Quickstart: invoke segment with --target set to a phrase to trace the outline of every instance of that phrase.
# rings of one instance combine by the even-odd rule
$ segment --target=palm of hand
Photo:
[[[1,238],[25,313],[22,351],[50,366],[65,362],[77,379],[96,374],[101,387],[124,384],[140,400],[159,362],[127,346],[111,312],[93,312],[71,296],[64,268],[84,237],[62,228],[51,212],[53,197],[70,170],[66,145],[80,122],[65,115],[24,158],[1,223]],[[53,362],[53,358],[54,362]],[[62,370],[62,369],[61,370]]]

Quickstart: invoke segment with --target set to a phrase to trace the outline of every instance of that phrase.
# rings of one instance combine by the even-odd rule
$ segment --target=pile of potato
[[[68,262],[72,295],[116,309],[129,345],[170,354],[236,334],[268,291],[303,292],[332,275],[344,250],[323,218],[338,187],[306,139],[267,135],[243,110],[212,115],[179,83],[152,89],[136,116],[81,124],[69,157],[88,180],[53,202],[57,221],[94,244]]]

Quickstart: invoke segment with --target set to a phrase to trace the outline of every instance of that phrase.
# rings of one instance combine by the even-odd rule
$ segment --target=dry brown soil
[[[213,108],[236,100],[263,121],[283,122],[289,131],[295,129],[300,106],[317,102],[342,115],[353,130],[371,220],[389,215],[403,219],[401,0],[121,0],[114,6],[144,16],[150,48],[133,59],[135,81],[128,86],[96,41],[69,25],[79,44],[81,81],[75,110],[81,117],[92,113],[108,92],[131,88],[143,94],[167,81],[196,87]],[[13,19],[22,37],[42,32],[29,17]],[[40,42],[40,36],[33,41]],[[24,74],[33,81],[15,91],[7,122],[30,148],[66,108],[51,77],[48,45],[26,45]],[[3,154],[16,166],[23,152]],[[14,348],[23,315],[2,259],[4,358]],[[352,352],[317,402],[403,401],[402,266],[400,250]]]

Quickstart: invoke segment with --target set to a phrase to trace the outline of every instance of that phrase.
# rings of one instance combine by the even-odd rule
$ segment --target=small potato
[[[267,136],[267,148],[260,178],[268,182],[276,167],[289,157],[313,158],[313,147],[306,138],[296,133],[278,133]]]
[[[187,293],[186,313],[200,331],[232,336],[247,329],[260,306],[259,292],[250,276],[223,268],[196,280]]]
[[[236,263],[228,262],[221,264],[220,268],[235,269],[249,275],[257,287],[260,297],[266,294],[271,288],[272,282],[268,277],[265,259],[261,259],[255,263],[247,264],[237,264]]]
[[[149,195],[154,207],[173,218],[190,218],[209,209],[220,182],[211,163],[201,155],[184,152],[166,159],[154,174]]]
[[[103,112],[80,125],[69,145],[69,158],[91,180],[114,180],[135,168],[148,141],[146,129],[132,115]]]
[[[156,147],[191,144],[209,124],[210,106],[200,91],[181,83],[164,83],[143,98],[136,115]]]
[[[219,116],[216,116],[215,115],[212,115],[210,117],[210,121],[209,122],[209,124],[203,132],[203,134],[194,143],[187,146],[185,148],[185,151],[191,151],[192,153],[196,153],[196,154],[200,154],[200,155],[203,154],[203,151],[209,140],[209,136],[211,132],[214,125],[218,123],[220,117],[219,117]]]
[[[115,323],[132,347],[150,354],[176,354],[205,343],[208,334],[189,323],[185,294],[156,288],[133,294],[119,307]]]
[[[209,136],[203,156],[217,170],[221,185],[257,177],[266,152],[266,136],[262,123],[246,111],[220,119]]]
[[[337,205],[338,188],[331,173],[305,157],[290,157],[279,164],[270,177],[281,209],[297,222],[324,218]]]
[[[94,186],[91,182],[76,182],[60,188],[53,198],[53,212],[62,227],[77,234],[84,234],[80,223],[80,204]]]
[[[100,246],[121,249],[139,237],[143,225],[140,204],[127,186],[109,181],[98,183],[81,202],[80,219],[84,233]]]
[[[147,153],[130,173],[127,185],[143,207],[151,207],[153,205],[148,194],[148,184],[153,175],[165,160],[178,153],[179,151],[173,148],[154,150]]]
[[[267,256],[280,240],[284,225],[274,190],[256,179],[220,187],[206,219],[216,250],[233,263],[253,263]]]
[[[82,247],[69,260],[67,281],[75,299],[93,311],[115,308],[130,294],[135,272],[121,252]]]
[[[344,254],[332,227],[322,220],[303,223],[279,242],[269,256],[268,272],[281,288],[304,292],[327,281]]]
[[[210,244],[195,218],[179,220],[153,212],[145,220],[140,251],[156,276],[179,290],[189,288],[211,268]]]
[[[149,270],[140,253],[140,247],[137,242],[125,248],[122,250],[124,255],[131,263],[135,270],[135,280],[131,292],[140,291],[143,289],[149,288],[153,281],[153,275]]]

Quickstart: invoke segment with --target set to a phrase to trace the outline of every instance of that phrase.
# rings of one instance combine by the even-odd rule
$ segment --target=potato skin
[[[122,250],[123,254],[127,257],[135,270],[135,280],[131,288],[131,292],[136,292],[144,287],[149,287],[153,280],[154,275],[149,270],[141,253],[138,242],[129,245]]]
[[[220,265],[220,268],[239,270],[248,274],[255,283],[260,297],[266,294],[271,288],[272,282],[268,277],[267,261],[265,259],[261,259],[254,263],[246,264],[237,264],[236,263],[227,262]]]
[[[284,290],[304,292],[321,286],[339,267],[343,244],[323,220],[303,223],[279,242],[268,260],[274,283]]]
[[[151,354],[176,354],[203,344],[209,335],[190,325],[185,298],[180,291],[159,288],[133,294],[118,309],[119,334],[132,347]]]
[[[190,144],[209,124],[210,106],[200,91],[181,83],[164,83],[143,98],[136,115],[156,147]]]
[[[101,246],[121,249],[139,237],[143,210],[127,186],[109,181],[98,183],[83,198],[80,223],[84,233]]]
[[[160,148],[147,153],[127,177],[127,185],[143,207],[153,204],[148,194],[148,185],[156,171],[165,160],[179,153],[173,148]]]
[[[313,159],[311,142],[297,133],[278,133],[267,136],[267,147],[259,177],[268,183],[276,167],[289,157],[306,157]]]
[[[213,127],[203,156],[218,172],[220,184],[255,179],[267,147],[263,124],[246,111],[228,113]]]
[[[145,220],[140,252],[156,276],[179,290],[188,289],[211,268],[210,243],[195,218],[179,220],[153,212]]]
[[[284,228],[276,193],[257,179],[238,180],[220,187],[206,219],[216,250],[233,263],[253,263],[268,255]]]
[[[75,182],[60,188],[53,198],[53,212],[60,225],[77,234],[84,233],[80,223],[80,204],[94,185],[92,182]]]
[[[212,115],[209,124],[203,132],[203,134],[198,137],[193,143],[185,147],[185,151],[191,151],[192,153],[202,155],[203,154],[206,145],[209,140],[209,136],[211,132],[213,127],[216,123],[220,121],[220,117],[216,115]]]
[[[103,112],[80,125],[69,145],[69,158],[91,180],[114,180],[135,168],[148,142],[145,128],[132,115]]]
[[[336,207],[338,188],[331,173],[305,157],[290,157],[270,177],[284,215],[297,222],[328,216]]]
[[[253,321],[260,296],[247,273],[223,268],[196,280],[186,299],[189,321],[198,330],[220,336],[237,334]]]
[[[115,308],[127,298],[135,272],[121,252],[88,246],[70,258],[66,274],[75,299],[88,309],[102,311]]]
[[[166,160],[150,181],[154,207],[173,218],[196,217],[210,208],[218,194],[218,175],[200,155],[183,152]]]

------

Written request: Write the entries again, exactly as they stand.

Finished answer:
Quickstart: invoke segment with --target set to a phrase to trace the outline of every instance of that phrase.
# rings of one instance combine by the even-odd rule
$ segment --target=palm of hand
Photo:
[[[1,238],[25,313],[22,351],[50,366],[65,362],[77,379],[96,374],[101,387],[124,384],[140,400],[159,362],[127,346],[111,312],[93,312],[71,296],[64,268],[84,237],[62,228],[51,212],[53,197],[70,170],[66,145],[80,122],[65,115],[24,158],[1,223]],[[53,362],[53,358],[54,362]],[[62,370],[62,369],[61,370]]]

Quickstart: invoke segment with --target set to a phrase to trace the outline of every instance of that phrase.
# rings of one instance combine by the even-odd rule
$ segment --target=pile of potato
[[[68,262],[72,295],[116,309],[129,345],[170,354],[236,334],[268,291],[303,292],[332,275],[344,250],[323,218],[338,187],[306,139],[267,135],[243,110],[212,115],[179,83],[152,89],[136,116],[81,124],[69,157],[88,180],[53,202],[57,221],[94,244]]]

Quickstart: invoke segment with --target set to a phrase to trace the outline of every instance of that phrase.
# rings of one instance combine by the even-odd rule
$ segment --target=dry brown soil
[[[213,108],[236,100],[263,121],[283,122],[289,131],[295,129],[300,106],[317,102],[342,115],[353,130],[371,220],[389,215],[403,219],[401,0],[121,0],[114,6],[144,16],[150,48],[133,59],[135,81],[128,86],[96,41],[69,25],[79,44],[81,81],[75,110],[81,117],[92,113],[108,92],[131,88],[143,94],[167,81],[196,87]],[[13,19],[22,37],[42,32],[29,17]],[[40,42],[40,36],[33,41]],[[24,74],[33,81],[15,91],[7,122],[30,148],[66,108],[51,77],[48,45],[26,45]],[[3,154],[16,166],[23,152]],[[14,348],[23,315],[2,259],[4,358]],[[352,352],[317,402],[403,401],[402,266],[400,250]]]

Quickstart: invoke segment with --target set to a phrase to trace the outline of every instance of that phrase.
# rings of one instance combine by the even-odd rule
$ segment --target=small potato
[[[267,136],[267,148],[260,178],[268,182],[276,167],[289,157],[313,158],[313,147],[306,138],[296,133],[278,133]]]
[[[187,293],[186,313],[200,331],[232,336],[247,329],[260,306],[259,292],[250,276],[223,268],[196,280]]]
[[[236,263],[228,262],[221,264],[220,268],[235,269],[249,275],[257,287],[260,297],[266,294],[271,288],[272,282],[268,277],[265,259],[261,259],[255,263],[247,264],[237,264]]]
[[[149,195],[154,207],[173,218],[190,218],[209,209],[220,182],[211,163],[201,155],[184,152],[166,159],[154,174]]]
[[[103,112],[80,125],[69,145],[69,158],[91,180],[114,180],[135,168],[148,141],[146,129],[132,115]]]
[[[156,147],[191,144],[209,124],[210,106],[200,91],[181,83],[164,83],[143,98],[136,115]]]
[[[219,116],[216,116],[215,115],[212,115],[210,117],[210,121],[209,122],[209,124],[203,132],[203,134],[194,143],[187,146],[185,148],[185,151],[191,151],[192,153],[196,153],[196,154],[200,154],[200,155],[203,154],[203,151],[209,140],[209,136],[211,132],[214,125],[218,123],[220,117],[219,117]]]
[[[115,323],[132,347],[150,354],[176,354],[205,343],[208,334],[189,323],[185,294],[156,288],[133,294],[119,307]]]
[[[209,136],[203,156],[217,170],[221,185],[257,177],[266,152],[266,136],[262,123],[246,111],[220,119]]]
[[[337,205],[338,188],[331,173],[305,157],[290,157],[279,164],[270,177],[281,209],[297,222],[324,218]]]
[[[94,186],[91,182],[76,182],[60,188],[53,198],[53,212],[62,227],[77,234],[84,234],[80,223],[80,204]]]
[[[100,246],[121,249],[139,237],[143,225],[140,204],[127,186],[109,181],[98,183],[81,202],[80,219],[84,233]]]
[[[147,153],[130,173],[127,185],[143,207],[151,207],[153,205],[148,194],[148,184],[153,175],[165,160],[178,153],[179,151],[173,148],[154,150]]]
[[[267,256],[280,240],[284,225],[274,190],[256,179],[220,187],[206,219],[216,250],[233,263],[253,263]]]
[[[82,247],[69,260],[67,281],[75,299],[93,311],[115,308],[130,294],[135,272],[121,252]]]
[[[344,254],[332,227],[322,220],[303,223],[279,242],[269,256],[268,272],[281,288],[304,292],[327,281]]]
[[[210,244],[195,218],[179,220],[153,212],[145,220],[140,251],[156,276],[179,290],[189,288],[211,268]]]
[[[149,270],[140,253],[140,247],[137,242],[125,248],[122,250],[124,255],[131,263],[135,270],[135,280],[131,292],[140,291],[143,289],[149,288],[153,281],[153,275]]]

Quickstart: invoke segment with --target set to a phrase to trace the outline of every instance of that phrase.
# rings of one instance combine by the even-odd rule
$ segment --target=potato skin
[[[122,250],[123,254],[127,257],[135,270],[135,280],[131,288],[131,292],[136,292],[144,287],[149,287],[153,280],[154,275],[149,270],[141,253],[138,242],[129,245]]]
[[[220,265],[220,268],[239,270],[248,274],[255,283],[260,297],[266,294],[271,288],[272,282],[268,277],[267,261],[265,259],[261,259],[254,263],[246,264],[237,264],[236,263],[227,262]]]
[[[284,290],[304,292],[321,286],[339,267],[343,244],[323,220],[303,223],[279,242],[268,260],[274,283]]]
[[[151,354],[176,354],[203,344],[209,335],[190,325],[185,298],[180,291],[159,288],[133,294],[118,309],[119,334],[132,347]]]
[[[190,144],[209,124],[210,106],[200,91],[181,83],[164,83],[143,98],[136,115],[156,147]]]
[[[101,246],[121,249],[139,237],[143,210],[127,186],[109,181],[98,183],[83,198],[80,223],[84,233]]]
[[[160,148],[147,153],[127,177],[127,185],[143,207],[153,204],[148,194],[148,185],[156,171],[165,160],[179,153],[173,148]]]
[[[313,159],[311,142],[297,133],[278,133],[267,136],[267,147],[259,177],[268,183],[276,167],[289,157],[306,157]]]
[[[213,127],[203,156],[218,172],[220,184],[255,179],[267,147],[263,124],[246,111],[228,113]]]
[[[145,220],[140,252],[156,276],[179,290],[188,289],[211,268],[210,243],[195,218],[179,220],[153,212]]]
[[[284,228],[276,193],[257,179],[238,180],[220,187],[206,219],[216,250],[233,263],[253,263],[268,255]]]
[[[75,182],[60,188],[53,198],[53,212],[60,225],[77,234],[84,233],[80,223],[80,204],[94,185],[92,182]]]
[[[212,115],[209,124],[203,132],[203,134],[198,137],[193,143],[185,147],[185,151],[191,151],[192,153],[202,155],[203,154],[206,145],[209,140],[209,136],[211,132],[213,127],[216,123],[220,121],[220,117],[216,115]]]
[[[103,112],[80,125],[69,145],[69,158],[91,180],[114,180],[135,168],[148,142],[145,128],[132,115]]]
[[[336,207],[338,188],[331,173],[305,157],[290,157],[270,177],[284,215],[297,222],[328,216]]]
[[[253,321],[260,296],[247,273],[223,268],[196,280],[186,299],[189,321],[198,330],[220,336],[237,334]]]
[[[115,308],[127,298],[135,272],[121,252],[88,246],[70,258],[66,274],[75,299],[88,309],[102,311]]]
[[[166,160],[150,181],[154,207],[173,218],[196,217],[210,208],[218,194],[218,175],[200,155],[183,152]]]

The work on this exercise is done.